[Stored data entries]

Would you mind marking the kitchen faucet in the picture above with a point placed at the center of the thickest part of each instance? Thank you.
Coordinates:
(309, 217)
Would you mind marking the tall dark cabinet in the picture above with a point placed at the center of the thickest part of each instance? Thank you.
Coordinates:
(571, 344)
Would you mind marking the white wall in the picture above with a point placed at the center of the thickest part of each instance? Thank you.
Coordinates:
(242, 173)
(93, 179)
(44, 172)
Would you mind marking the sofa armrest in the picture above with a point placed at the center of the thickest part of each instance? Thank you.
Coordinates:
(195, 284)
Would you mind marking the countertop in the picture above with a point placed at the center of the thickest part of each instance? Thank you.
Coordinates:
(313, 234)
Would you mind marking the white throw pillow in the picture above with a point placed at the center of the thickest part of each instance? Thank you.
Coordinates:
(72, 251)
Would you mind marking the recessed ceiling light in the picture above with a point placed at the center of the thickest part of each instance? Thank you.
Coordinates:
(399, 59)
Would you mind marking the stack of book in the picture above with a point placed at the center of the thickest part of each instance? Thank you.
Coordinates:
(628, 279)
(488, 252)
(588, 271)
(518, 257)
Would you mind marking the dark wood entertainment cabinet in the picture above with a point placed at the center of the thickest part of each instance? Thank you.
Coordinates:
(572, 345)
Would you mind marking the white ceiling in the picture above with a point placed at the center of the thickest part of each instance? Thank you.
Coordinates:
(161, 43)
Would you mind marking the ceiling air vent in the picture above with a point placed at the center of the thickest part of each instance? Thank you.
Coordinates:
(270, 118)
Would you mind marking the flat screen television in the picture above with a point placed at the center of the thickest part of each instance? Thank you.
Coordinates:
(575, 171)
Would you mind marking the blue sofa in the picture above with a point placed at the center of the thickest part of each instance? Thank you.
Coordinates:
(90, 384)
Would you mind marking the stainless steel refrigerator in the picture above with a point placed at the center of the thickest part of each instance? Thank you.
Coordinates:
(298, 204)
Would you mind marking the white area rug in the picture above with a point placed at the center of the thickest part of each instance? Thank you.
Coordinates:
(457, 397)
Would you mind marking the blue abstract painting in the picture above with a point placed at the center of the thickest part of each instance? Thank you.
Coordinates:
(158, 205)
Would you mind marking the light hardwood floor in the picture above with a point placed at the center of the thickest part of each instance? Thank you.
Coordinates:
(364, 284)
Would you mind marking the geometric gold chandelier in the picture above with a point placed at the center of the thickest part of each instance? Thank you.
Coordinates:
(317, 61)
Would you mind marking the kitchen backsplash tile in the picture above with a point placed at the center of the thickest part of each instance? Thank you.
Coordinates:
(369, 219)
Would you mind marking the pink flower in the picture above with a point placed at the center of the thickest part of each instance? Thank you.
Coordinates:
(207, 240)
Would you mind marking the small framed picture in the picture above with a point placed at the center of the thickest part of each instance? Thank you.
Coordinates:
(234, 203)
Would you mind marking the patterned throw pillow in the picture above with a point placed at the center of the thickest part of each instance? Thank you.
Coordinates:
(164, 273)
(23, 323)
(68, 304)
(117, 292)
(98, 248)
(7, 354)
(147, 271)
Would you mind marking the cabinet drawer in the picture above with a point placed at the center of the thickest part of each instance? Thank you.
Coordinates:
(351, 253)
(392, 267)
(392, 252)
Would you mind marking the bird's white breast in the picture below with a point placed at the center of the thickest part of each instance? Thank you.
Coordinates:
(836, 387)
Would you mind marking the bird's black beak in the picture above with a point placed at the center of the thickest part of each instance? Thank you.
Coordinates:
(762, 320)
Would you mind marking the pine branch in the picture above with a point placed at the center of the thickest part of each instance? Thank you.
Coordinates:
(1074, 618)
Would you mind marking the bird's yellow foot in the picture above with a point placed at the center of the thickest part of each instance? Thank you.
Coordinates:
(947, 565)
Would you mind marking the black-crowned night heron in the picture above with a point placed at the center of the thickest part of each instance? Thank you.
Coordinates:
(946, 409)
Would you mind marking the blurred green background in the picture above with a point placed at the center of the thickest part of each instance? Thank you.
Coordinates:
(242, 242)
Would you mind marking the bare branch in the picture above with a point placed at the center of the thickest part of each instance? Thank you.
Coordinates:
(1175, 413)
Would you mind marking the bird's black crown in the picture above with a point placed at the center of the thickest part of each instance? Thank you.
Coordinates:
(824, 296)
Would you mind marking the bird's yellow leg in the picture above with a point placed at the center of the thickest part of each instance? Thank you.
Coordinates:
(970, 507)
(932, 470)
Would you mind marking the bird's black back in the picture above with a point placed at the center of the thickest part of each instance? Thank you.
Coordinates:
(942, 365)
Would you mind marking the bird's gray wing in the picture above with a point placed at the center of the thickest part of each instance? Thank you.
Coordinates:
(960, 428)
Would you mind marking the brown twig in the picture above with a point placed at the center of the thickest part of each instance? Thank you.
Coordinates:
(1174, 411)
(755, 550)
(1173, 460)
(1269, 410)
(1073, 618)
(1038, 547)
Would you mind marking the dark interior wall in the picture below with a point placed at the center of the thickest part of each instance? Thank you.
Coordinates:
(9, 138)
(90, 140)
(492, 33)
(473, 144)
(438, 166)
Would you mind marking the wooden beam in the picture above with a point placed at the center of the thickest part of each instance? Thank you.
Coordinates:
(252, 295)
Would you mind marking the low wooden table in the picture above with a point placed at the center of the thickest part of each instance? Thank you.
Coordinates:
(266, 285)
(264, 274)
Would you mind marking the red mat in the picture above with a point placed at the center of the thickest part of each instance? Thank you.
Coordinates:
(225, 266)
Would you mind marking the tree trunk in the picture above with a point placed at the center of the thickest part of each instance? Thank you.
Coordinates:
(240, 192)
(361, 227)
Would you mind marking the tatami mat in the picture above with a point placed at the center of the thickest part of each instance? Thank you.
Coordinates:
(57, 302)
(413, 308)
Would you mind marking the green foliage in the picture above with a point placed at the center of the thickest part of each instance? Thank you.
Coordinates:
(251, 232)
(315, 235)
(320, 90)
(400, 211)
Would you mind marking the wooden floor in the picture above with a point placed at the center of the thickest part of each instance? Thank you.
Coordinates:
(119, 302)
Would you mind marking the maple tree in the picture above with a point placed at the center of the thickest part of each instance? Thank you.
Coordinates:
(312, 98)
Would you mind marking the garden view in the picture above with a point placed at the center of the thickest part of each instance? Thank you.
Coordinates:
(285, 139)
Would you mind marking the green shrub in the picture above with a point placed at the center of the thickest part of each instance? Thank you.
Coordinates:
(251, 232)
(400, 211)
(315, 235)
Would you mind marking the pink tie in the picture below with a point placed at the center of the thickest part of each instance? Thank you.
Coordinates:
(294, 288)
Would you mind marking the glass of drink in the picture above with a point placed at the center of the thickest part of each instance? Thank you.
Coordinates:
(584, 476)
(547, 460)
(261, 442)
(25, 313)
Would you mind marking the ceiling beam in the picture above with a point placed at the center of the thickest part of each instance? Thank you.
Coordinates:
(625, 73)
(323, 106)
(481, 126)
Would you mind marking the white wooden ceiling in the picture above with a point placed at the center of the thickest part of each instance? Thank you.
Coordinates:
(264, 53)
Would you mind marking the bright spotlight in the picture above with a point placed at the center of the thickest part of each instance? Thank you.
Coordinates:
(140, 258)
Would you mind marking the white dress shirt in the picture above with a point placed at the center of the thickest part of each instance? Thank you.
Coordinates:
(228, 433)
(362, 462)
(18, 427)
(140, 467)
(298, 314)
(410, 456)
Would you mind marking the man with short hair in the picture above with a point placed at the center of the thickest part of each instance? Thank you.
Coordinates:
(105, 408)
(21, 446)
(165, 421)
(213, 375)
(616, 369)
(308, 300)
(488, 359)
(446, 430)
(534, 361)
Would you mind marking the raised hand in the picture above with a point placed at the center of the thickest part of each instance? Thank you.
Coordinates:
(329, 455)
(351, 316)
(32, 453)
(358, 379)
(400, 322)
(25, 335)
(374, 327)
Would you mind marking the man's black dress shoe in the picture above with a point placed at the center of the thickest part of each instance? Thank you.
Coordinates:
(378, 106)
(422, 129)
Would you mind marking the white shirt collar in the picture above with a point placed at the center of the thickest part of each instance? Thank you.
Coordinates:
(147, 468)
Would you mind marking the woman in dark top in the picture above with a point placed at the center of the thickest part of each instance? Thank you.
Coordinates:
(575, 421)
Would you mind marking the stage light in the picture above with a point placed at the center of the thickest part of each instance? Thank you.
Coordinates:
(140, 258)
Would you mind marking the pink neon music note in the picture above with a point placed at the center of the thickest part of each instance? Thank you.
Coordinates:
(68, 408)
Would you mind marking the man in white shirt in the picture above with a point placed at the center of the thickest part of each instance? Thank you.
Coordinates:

• What to work on:
Copy the lines above without any change, from the line containing "Would you mind marking the pink flower" to the line containing "(1175, 413)", including both.

• Full answer:
Would you mind marking the pink flower in the picture above with a point placed at the center of the thickest part of each instance? Thank you.
Coordinates:
(207, 240)
Would you mind marking the small framed picture in the picture above with a point placed at the center of the thickest part of each instance? Thank you.
Coordinates:
(234, 203)
Would you mind marking the patterned throw pillow in the picture above with a point placed at the center of the thickest part of each instance? Thank you.
Coordinates:
(164, 273)
(23, 323)
(68, 304)
(117, 292)
(98, 248)
(7, 354)
(147, 271)
Would you mind marking the cabinet drawer in the picture above with a point placed at the center of the thickest part of each instance? Thank you.
Coordinates:
(351, 253)
(392, 267)
(392, 252)
Would you mind marking the bird's white breast in the picture below with a point placed at the center of the thickest part of each instance? Thank you.
Coordinates:
(836, 387)
Would you mind marking the bird's black beak in the picture above with a point placed at the center of the thickest part of each instance? Thank you.
Coordinates:
(762, 320)
Would you mind marking the pine branch in the picture above with a point placed at the center of the thickest part of each instance? Thank you.
Coordinates:
(1074, 618)
Would you mind marking the bird's yellow foot in the picture above with a point placed at the center of the thickest part of each instance? Thank you.
Coordinates:
(947, 565)
Would you mind marking the black-crowned night heron in the picture above with a point placed at the center of the thickest part of each instance? Thank you.
Coordinates:
(946, 409)
Would you mind marking the blurred green background in the picture above with a point placed at the center of the thickest part of each instance? Thank you.
Coordinates:
(242, 242)
Would you mind marking the bare branch in the picture above with a point placed at the center of the thickest part of each instance? Thank you.
Coordinates:
(1175, 413)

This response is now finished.